Llangywer (or Llangower) is a community near Bala, Gwynedd, Wales. It is in the historic county of Merionethshire, and is located on the south side of Llyn Tegid (Bala Lake). In 2011 the population of Llangywer was 260, with 67.2% of them able to speak Welsh.

Notable people from the community include the poet Euros Bowen, who was vicar of St Cywair's Church, which is a Grade II listed building, although it is now empty.

Bala Lake Railway runs past the village of Llangywer. The community includes the hamlet of Rhos-y-gwaliau.

Llangywer has a church dedicated to St. Cywair, which is now closed; a village hall which hosts the annual Sioe Llangywer; a miniature narrow gauge railway halt; and a spit of land in Llyn Tegid, forming a public shore and caravan camping site.

== History and antiquities ==
A medieval motte and bailey castle, Castell Gronw is near the outlet of the lake.

▶ **About this exercise**
Continue the Llangywer text from its last sentence, about Castell Gronw. The rows that follow have no connection to the Llangywer text.

▶ **Provided data**
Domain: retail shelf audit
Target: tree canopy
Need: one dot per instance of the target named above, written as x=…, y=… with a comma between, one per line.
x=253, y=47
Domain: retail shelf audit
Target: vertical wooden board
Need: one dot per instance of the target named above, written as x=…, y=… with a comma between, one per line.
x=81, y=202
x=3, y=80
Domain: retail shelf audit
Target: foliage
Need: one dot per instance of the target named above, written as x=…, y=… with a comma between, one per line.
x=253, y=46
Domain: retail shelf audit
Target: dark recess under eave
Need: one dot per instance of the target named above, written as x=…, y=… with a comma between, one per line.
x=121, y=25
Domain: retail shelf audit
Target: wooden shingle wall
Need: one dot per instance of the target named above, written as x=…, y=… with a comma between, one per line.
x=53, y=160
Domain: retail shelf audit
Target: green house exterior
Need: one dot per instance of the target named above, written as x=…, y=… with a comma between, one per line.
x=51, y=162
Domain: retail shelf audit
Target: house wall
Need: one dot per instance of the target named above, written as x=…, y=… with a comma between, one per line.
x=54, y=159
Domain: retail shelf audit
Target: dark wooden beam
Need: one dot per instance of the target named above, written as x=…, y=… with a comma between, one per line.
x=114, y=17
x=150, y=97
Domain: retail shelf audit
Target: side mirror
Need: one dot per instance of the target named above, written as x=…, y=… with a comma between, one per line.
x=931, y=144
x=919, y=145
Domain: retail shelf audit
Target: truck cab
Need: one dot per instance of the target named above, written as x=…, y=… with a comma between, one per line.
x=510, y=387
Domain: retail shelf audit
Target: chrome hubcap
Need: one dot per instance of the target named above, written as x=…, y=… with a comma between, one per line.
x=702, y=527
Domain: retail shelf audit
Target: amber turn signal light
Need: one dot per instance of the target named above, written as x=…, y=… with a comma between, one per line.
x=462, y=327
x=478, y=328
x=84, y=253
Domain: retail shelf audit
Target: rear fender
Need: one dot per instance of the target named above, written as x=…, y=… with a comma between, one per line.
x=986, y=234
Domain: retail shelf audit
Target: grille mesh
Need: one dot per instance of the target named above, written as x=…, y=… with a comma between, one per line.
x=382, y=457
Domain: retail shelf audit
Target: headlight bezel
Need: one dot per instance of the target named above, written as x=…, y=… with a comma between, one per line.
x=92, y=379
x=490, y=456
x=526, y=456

▶ **Answer to this task**
In the Middle Ages, Llangywer was one of three parishes of the commote of Uwch Tryweryn in the cantref of Penllyn. Cwm Cynllwyd, which rises in the direction of Bwlch y Groes, marks the western boundary of the parish, which rises to the east towards the southern Berwyn mountains. It is a very mountainous area, with most of the habitations lying on the strip of low-lying land on the shore of Bala Lake.

Llangywer is also notable for the folk song:
Ffarwel i blwy Llangywer
A'r Bala dirion deg ...

(Farewell to the parish of Llangower, and the fair gentle Bala ...)

== St Cywair's Church ==
The parish church is consecrated to a local female saint by the name of Cywair. Very little is known about her, but it is believed that an image of her appears in the stained-glass east window of the church.

There is a record of this church in the Taxatio Ecclesiastica of 1291.

It is recorded that John Wynne visited the place in 1729. According to Cadw, the correct name is "St Gwawr", but this is disputed. The pillars of the church date back at least to the 15th century. Its doors were closed for the last time in 2003 as the church then only had three members.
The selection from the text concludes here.